## TEXT:

And to give the players and coaches that distraction, which allowed them to focus on football until they’d return home, the Buccaneers had to give everyone else on the trip their own diversion. On Wednesday, there was a trip for families to New Orleans City Park. On Thursday, there was an organized, complimentary trip to the New Orleans Zoo. Director of player engagement Duke Preston also had smaller trips organized to museums, restaurants and local landmarks for all of the kids in town.

The players returned to the Hyatt from their meetings at the Ritz at 5 p.m. CT Wednesday, did everything but practice at the Hyatt on Thursday, then had morning meetings and breakfast at the Hyatt on Friday before moving to the JW Marriott.

Meanwhile, everyone was monitoring the landfall of the storm in Florida overnight on Wednesday and Thursday.

“For us, it was through word of mouth and then social media,” Tucker says.

Licht woke up in the wee hours Thursday and thought to take a quick look at where the storm was—and saw it was heading south of where most Bucs folks live. A few hours later, his neighborhood text group was buzzing with pictures and updates of the damage. A doctor who lives down the street from the Lichts and habitually will hunker and live off generators in these situations was on the scene to keep those on the thread apprised (“He lives for that s---,” Licht joked). 

By midday, it was clear that most of the folks in New Orleans had dodged a bullet at home.

## EXCERPTED RECORDS:
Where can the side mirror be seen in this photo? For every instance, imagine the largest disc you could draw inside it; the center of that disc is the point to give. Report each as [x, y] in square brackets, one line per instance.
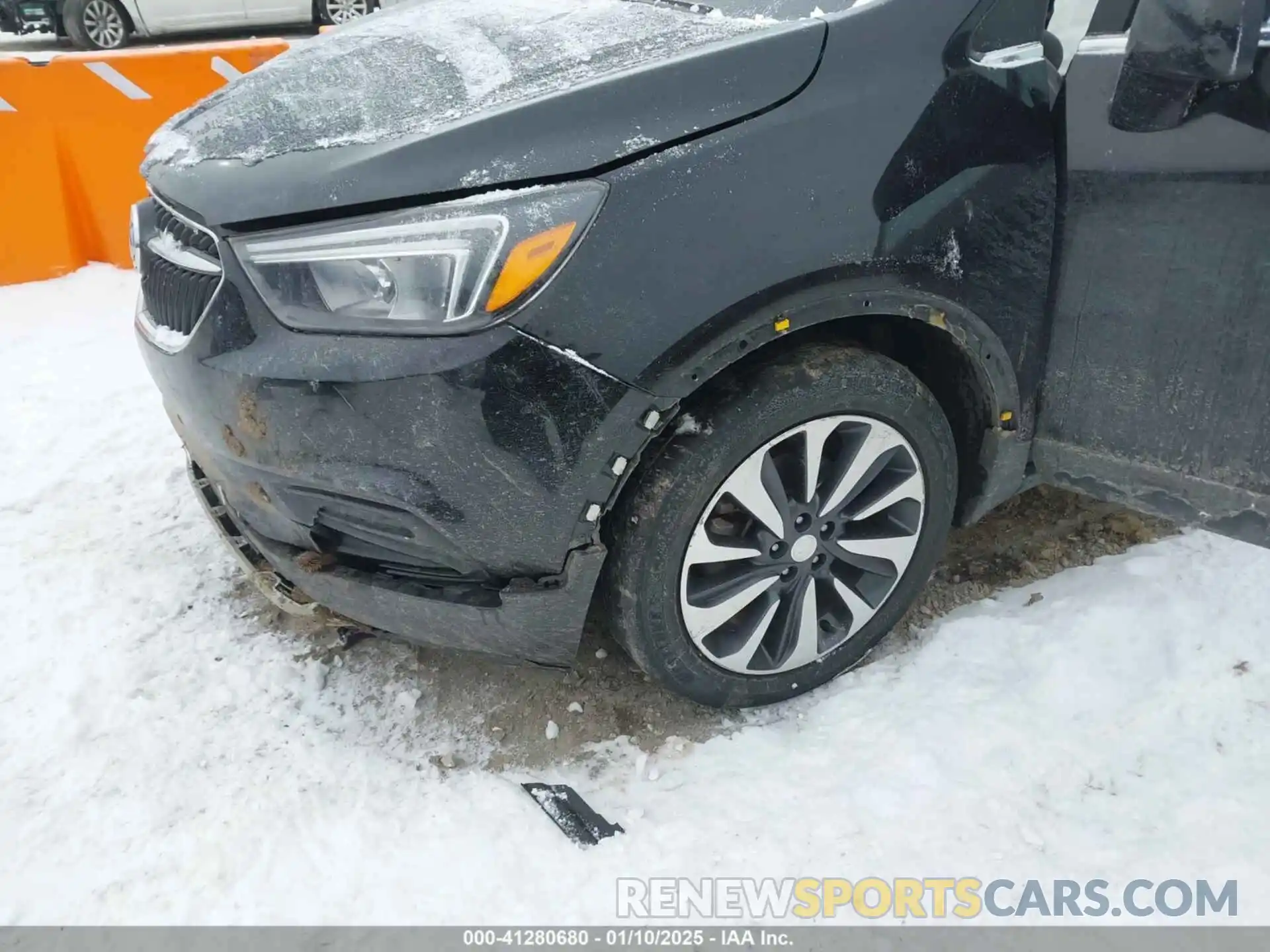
[1175, 48]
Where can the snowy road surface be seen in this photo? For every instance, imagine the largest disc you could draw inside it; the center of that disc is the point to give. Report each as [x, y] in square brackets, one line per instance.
[168, 758]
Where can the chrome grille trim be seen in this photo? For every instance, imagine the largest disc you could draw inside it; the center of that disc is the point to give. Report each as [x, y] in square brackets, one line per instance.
[154, 333]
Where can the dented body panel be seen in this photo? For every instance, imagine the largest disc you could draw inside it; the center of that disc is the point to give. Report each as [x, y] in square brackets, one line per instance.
[792, 183]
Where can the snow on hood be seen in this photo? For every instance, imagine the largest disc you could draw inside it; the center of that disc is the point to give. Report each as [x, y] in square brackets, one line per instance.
[413, 69]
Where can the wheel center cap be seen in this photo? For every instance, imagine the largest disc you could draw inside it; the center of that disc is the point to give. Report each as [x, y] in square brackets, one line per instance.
[803, 550]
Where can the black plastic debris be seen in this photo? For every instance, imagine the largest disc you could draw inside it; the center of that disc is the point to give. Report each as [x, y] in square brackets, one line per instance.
[572, 814]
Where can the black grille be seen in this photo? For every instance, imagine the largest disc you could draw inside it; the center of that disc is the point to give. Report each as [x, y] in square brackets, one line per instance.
[177, 298]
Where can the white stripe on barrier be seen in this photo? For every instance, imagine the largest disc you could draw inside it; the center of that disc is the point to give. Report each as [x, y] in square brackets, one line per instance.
[225, 69]
[118, 80]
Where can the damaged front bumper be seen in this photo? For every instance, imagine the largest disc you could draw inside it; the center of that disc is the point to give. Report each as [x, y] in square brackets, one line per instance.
[542, 619]
[446, 491]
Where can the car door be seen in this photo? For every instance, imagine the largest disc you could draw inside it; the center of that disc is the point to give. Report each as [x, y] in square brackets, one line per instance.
[181, 16]
[280, 11]
[1158, 385]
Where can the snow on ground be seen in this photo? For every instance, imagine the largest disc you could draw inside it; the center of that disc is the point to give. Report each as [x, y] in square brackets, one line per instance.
[167, 758]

## PROBLEM STATEMENT:
In the Buccaneers passage, what outing was arranged for families on Thursday? The lines above are drawn from a separate source.

## RESPONSE TO THIS TASK:
An organized, complimentary trip to the New Orleans Zoo.